Lines in the listing below that hold "plank" are the ones to copy.
# # #
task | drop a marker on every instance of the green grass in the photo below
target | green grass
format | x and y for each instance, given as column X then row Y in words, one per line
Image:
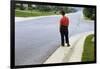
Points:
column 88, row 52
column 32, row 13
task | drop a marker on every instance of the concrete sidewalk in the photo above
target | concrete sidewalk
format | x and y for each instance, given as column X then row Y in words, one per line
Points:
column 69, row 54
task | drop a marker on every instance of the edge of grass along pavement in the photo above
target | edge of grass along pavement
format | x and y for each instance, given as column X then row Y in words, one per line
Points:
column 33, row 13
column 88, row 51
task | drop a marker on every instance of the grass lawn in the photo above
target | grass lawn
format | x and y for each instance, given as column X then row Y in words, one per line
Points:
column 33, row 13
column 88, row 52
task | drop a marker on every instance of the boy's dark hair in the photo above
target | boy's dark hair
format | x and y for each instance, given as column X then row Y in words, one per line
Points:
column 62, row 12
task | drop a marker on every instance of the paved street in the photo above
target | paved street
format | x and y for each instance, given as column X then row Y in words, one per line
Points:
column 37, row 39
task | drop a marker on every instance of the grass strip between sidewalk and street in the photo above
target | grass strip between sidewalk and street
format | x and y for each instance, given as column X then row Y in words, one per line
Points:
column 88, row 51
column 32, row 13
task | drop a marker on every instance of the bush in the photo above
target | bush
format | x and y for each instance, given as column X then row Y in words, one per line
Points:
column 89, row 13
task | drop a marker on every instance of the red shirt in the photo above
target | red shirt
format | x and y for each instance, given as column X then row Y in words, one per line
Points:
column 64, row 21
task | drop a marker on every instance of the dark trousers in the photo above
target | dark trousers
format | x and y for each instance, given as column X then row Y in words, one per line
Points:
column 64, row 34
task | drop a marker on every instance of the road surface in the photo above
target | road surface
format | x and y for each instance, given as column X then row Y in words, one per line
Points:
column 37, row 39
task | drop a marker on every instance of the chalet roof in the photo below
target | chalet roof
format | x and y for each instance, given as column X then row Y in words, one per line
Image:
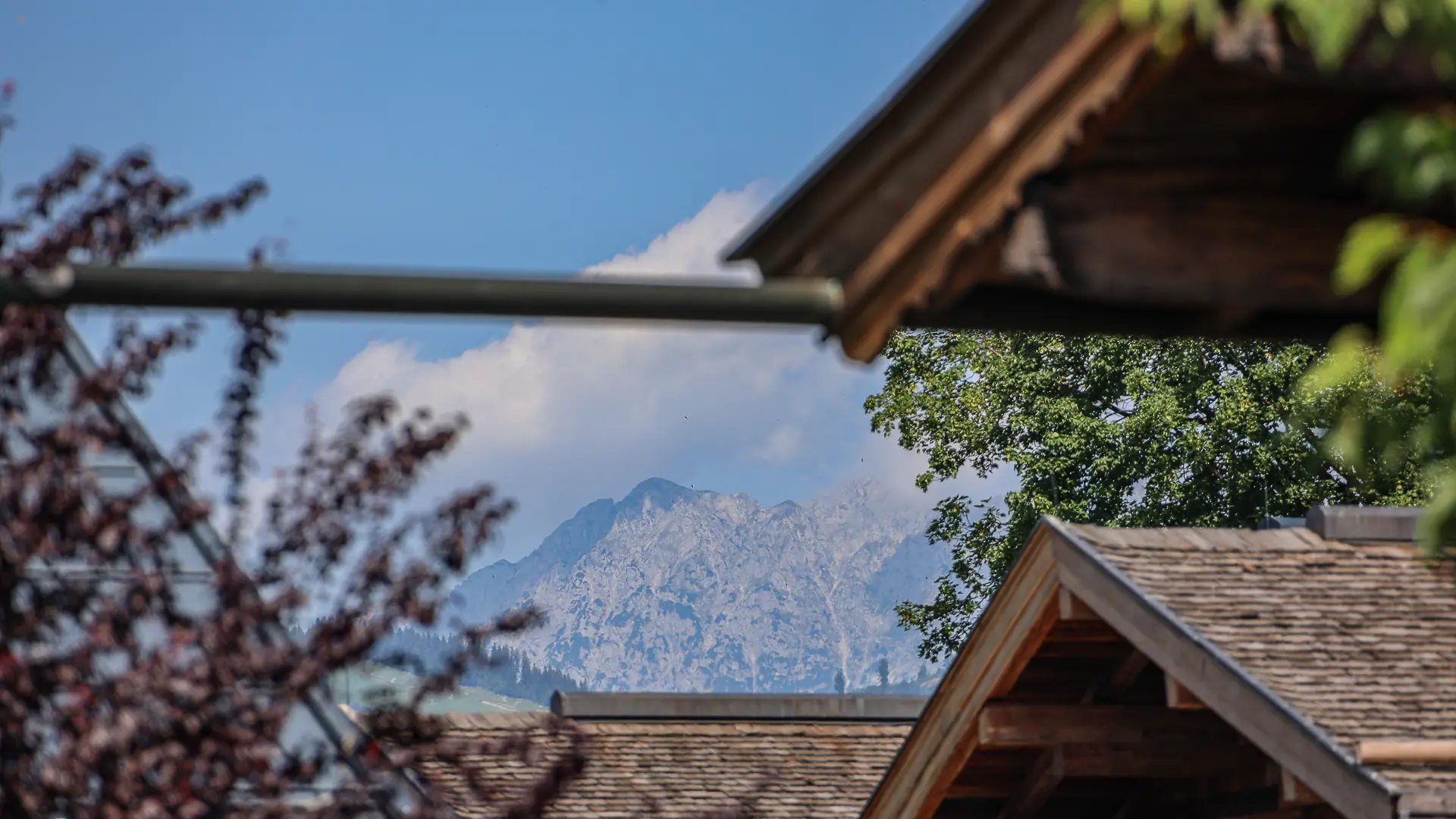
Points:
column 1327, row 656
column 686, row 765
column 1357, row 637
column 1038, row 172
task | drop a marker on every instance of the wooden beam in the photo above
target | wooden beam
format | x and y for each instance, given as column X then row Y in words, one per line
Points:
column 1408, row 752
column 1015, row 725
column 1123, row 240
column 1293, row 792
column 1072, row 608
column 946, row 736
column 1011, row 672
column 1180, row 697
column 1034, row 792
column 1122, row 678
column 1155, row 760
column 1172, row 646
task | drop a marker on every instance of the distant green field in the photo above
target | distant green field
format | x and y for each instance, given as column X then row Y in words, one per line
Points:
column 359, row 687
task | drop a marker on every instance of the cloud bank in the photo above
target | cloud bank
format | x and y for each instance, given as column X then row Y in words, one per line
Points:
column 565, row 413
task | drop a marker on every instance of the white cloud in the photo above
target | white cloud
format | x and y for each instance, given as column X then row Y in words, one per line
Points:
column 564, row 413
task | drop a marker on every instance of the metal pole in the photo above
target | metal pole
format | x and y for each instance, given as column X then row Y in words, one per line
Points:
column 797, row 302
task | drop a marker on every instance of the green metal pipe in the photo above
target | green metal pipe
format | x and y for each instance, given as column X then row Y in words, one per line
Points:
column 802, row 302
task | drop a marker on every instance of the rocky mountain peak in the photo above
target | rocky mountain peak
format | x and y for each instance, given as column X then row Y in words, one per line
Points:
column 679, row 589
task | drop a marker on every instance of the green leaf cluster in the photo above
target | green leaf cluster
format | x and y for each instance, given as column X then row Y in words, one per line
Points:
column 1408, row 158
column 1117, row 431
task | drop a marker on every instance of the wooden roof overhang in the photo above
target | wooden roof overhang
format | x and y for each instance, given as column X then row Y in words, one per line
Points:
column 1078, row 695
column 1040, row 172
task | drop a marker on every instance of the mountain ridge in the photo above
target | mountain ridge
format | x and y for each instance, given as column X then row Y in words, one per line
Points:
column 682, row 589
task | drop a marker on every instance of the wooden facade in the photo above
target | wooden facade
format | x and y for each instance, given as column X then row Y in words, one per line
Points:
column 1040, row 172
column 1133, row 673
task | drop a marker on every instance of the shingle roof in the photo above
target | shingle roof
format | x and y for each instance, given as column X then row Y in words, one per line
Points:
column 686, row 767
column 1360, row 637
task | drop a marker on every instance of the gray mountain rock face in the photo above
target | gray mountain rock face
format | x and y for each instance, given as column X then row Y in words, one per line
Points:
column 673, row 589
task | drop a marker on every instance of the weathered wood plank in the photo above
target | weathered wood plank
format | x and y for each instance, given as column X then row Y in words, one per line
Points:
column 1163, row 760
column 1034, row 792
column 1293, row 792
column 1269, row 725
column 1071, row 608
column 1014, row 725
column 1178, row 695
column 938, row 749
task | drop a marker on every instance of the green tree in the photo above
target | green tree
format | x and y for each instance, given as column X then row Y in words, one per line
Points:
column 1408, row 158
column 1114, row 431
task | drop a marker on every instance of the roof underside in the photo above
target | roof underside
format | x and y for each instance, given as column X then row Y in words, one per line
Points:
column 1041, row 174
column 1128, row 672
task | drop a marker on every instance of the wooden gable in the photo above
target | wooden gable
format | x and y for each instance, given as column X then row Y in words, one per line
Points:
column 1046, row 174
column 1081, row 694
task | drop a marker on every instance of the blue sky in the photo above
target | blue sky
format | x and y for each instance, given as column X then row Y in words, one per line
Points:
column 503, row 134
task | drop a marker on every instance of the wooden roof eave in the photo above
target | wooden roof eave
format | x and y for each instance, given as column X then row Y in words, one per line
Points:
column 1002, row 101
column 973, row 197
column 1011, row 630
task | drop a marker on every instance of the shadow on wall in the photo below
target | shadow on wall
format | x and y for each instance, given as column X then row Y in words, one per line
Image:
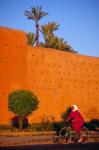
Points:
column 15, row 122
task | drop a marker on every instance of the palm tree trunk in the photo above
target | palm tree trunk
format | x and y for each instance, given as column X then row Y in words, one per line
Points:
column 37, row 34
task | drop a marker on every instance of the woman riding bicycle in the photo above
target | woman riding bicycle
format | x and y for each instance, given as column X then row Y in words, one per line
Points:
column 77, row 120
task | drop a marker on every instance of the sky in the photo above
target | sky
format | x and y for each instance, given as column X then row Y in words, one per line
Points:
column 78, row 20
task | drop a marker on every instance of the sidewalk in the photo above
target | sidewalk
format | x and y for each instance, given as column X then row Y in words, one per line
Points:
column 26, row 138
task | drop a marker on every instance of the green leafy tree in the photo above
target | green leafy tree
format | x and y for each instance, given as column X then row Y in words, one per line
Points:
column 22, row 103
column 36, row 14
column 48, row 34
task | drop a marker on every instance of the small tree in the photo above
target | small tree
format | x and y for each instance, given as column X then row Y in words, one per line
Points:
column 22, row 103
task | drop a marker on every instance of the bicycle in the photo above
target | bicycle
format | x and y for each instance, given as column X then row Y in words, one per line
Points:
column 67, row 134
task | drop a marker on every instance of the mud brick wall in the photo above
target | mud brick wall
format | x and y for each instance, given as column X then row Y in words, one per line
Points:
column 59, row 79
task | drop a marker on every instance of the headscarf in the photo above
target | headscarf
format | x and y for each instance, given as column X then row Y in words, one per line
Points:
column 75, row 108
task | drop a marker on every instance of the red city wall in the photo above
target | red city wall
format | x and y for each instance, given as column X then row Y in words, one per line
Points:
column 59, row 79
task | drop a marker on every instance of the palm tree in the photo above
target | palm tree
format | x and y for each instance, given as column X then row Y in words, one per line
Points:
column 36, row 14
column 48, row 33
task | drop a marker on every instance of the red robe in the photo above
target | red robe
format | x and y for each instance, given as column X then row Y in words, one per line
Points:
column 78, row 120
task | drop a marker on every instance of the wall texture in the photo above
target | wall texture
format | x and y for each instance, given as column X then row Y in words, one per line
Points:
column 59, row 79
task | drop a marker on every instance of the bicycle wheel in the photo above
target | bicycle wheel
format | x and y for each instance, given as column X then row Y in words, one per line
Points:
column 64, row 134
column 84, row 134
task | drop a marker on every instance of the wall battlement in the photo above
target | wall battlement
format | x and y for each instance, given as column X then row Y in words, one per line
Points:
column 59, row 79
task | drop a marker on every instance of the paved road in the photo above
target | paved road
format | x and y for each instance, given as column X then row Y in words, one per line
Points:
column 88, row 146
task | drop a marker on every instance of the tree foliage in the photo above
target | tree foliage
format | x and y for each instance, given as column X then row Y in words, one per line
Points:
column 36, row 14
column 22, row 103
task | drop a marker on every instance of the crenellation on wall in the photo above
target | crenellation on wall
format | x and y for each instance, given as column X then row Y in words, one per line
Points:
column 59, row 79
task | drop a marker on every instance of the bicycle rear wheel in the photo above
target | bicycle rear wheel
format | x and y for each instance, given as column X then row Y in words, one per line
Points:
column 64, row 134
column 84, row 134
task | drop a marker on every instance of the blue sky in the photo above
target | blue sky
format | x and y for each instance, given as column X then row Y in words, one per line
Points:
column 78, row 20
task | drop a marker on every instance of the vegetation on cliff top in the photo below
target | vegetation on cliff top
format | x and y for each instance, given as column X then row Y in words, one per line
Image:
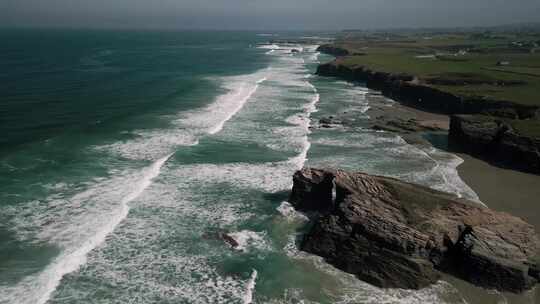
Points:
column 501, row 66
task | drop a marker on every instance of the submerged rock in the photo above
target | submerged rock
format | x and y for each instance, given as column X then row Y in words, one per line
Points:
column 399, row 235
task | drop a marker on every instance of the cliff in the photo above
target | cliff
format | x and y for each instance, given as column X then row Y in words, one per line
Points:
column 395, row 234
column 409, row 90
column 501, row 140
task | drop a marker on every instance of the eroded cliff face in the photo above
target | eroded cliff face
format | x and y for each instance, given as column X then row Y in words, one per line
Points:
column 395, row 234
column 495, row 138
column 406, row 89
# # #
SOLUTION TO THE PROBLEM:
task | drop a marker on every instance of the weathered wood plank in the photo above
target | weathered wood plank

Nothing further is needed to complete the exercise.